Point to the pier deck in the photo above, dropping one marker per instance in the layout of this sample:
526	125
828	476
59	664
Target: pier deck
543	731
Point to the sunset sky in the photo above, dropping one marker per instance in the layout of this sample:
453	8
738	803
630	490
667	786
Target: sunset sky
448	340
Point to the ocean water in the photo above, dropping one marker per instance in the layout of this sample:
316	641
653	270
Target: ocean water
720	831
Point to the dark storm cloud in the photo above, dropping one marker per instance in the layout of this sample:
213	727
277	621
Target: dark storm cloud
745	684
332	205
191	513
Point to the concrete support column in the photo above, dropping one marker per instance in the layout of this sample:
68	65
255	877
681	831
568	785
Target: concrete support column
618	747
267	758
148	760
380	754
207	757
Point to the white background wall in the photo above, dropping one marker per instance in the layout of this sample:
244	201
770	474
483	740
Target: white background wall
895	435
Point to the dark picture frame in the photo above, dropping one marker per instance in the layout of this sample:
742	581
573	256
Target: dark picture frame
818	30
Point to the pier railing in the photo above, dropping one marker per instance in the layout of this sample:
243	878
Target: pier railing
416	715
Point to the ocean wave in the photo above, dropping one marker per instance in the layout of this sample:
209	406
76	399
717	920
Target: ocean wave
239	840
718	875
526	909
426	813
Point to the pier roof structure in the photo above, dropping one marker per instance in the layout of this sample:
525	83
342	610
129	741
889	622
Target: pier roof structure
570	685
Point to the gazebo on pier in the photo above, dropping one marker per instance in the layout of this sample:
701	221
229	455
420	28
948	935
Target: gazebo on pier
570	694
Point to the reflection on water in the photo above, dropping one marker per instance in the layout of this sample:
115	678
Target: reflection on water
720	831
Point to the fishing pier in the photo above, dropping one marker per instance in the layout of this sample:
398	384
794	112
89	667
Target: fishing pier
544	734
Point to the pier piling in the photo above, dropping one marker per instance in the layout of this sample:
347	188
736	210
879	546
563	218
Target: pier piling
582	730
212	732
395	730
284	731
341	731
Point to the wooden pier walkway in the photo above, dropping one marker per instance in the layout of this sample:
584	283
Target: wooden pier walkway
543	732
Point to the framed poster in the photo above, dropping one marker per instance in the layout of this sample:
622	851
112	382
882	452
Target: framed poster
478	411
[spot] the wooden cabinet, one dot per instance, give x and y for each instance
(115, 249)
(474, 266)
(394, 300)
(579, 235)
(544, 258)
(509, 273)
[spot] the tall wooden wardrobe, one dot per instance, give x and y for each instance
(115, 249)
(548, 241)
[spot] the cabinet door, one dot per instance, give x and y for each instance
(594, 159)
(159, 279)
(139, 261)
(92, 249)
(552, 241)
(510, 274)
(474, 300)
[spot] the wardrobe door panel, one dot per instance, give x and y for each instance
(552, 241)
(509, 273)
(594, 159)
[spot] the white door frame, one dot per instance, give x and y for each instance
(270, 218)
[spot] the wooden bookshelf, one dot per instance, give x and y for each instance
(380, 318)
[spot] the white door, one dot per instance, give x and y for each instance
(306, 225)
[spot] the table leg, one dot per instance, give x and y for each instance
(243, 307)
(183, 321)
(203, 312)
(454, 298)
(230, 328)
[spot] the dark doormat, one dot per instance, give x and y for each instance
---
■ Written task
Copy out every line of the records above verbatim, in their original order.

■ Complete answer
Point to the pier deck in the photo above, dropping one marker per instance in the layout of this sample:
526	125
828	476
59	664
Target: pier deck
543	731
Point to the sunset sky in the photo above, dropping one marker per instance in the layout of this sample:
453	8
738	803
630	490
667	786
Target: sunset sky
448	340
Point to the ocean water in the photo above, dropping one marker per instance in the layout of this sample:
316	641
653	270
Target: ocean water
720	831
Point to the dark storm cloud in the photo above, dropping one marker per instance in the layout of this sample:
213	727
277	621
Target: dark storm cloud
745	684
332	205
191	513
Point to the concrete support column in the photo above, dropping one marker per instance in the layout of this sample:
68	65
255	877
681	831
568	785
Target: concrete support column
618	747
267	758
148	760
380	754
207	757
Point to the white background wall in the photo above, dropping one marker per instance in the layout of this sample:
244	201
770	474
483	740
Target: white background wall
895	435
Point to the dark picture frame in the photo above, dropping one marker per instance in the layout of this sample:
742	581
573	256
Target: dark picture frame
818	30
Point to the pier railing in the photo above, dropping one marker per instance in the layout of this sample:
243	878
Target: pier railing
416	715
Point to the ocean wave in the photo above, dropping one marker per instance in the layout of this sample:
209	406
76	399
717	920
Target: ocean wave
239	840
718	875
526	909
426	813
Point to the pier roof structure in the photo above, dropping one marker per instance in the layout of this sample:
525	83
342	610
129	741
889	622
Target: pier roof structure
570	685
Point to the gazebo on pier in the photo above, dropping one marker per instance in the layout of this sample:
701	221
229	455
420	28
948	935
Target: gazebo on pier
570	694
Point to the reflection on water in the photo above, dropping one marker per instance in the layout of this sample:
115	678
Target: reflection on water
720	831
Point to the fishing pier in the photo above, dropping one marker per instance in the layout of this sample:
398	384
794	112
89	667
Target: fishing pier
544	734
Point to the pier piling in the photo above, dropping one marker per instance in the layout of this sample:
347	188
736	210
879	546
563	218
Target: pier piling
582	730
212	732
395	730
284	731
341	731
Point to the wooden pier walkway in the photo above, dropping one marker per instance in the layout of this sample:
584	283
Target: wooden pier walkway
543	732
Point to the framed poster in the photo above, dropping one marker per instance in the layout of this sample:
622	851
112	382
882	452
Target: framed poster
478	411
[spot] the wooden cabinet, one dot per instance, give x and y for each instance
(115, 249)
(474, 266)
(394, 300)
(579, 235)
(544, 258)
(509, 273)
[spot] the tall wooden wardrobe, one dot per instance, give x and y for each instance
(115, 249)
(548, 241)
[spot] the cabinet door, one dot per instance, give x and y for each instance
(594, 159)
(159, 279)
(139, 261)
(92, 249)
(552, 241)
(510, 274)
(474, 300)
[spot] the wardrobe door panel, one dot per instance, give x and y for each instance
(552, 241)
(509, 273)
(594, 159)
[spot] the white door frame, one dot per instance, give x and y for each instance
(270, 218)
[spot] the wooden bookshelf, one dot per instance, give x and y for each instance
(380, 318)
[spot] the white door, one dot per instance, give x and y for each instance
(306, 225)
[spot] the table leg, one dot per instance, give x and y for each instance
(243, 307)
(183, 321)
(203, 312)
(454, 298)
(230, 328)
[spot] the dark doormat, one dot per instance, give x and y for each instance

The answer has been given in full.